Exercise - Find every line below where the string "pink" shows up, and copy those lines.

Referring expression pointing data:
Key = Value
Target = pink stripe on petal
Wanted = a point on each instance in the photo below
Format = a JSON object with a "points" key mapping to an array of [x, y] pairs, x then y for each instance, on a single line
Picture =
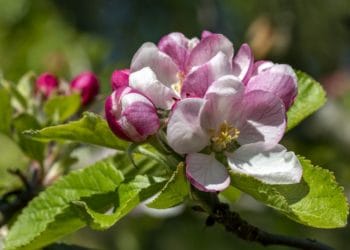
{"points": [[176, 45], [262, 118], [184, 133], [207, 48], [280, 80], [161, 64], [200, 78], [143, 117], [242, 64], [206, 173]]}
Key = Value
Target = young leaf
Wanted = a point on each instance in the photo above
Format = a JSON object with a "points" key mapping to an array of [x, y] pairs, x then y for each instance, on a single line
{"points": [[91, 129], [5, 111], [49, 213], [174, 191], [310, 98], [26, 85], [316, 201], [34, 149], [60, 108], [12, 157], [128, 195]]}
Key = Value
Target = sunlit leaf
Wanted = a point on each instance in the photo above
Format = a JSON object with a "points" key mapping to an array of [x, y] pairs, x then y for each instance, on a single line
{"points": [[91, 129], [174, 192], [60, 108], [316, 201], [310, 98]]}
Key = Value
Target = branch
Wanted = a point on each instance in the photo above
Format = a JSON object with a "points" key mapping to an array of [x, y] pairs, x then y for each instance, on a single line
{"points": [[221, 214]]}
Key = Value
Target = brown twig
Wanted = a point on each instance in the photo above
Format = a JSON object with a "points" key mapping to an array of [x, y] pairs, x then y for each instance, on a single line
{"points": [[221, 214]]}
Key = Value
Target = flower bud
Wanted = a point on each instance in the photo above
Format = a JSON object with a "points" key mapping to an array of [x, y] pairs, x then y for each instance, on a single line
{"points": [[120, 78], [131, 115], [87, 84], [46, 84]]}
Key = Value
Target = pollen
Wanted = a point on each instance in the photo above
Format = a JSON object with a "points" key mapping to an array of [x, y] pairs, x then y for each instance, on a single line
{"points": [[224, 137], [178, 85]]}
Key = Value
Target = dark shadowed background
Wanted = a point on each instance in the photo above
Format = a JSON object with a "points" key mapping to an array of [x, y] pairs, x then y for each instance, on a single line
{"points": [[66, 37]]}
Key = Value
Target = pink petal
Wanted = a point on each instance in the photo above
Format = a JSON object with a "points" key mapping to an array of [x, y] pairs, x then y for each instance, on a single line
{"points": [[260, 66], [270, 165], [209, 47], [223, 96], [206, 173], [205, 34], [176, 45], [262, 118], [184, 133], [280, 80], [200, 78], [242, 64], [120, 78], [161, 64], [130, 115], [145, 81]]}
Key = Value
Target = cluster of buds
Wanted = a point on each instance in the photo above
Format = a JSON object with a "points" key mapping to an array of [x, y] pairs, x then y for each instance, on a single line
{"points": [[225, 111], [86, 84]]}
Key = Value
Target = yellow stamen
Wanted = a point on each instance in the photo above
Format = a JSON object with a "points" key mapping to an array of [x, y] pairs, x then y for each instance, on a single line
{"points": [[177, 86], [224, 136]]}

Output for this task -
Target = pink stripe on petal
Target = pink petal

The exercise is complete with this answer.